■ **Data listing**:
begin

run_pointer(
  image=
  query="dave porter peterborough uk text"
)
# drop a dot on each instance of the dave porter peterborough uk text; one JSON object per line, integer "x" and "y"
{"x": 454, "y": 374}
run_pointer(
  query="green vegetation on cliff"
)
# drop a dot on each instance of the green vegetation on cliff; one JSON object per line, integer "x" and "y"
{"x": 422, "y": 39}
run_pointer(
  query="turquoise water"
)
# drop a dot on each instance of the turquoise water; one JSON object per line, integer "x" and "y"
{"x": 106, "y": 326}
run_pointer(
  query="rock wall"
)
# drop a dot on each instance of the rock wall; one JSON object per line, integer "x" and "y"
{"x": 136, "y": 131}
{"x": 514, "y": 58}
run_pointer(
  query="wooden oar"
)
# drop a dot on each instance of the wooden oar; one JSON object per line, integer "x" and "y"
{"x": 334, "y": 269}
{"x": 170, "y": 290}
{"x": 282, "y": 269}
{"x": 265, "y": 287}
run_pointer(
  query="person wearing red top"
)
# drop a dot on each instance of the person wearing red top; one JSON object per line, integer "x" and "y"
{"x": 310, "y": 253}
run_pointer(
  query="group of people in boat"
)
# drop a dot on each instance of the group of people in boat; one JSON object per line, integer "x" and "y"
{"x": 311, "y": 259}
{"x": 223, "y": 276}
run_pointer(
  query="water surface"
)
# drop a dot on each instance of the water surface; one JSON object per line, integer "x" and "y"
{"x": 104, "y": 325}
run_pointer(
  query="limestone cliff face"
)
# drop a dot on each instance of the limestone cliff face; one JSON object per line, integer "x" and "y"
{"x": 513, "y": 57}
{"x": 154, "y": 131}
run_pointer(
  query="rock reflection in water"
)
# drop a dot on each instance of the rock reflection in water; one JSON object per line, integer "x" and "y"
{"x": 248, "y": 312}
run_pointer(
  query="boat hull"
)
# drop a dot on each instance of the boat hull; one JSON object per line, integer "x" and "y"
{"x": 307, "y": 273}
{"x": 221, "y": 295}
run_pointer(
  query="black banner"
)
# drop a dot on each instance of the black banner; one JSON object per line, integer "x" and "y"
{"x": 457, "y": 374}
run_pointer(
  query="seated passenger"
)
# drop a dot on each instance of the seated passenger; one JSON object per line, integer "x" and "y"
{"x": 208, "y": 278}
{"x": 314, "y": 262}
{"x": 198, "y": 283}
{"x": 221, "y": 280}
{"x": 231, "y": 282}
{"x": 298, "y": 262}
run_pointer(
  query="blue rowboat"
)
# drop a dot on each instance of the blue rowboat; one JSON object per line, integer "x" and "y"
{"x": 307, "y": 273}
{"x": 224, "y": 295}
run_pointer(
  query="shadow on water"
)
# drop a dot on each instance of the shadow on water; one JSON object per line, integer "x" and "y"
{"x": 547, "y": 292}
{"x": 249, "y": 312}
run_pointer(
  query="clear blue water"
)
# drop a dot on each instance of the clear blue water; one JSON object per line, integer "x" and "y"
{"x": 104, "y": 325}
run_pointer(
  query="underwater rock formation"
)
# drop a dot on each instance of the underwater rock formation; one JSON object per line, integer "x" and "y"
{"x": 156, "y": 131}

end

■ **Exercise**: Return every line of the entries above that contains the word "peterborough", treating uppercase and lowercase letters as distinct.

■ **Correct output**:
  query="dave porter peterborough uk text"
# drop a dot on each instance of the dave porter peterborough uk text; one JSON object per line, integer "x" and "y"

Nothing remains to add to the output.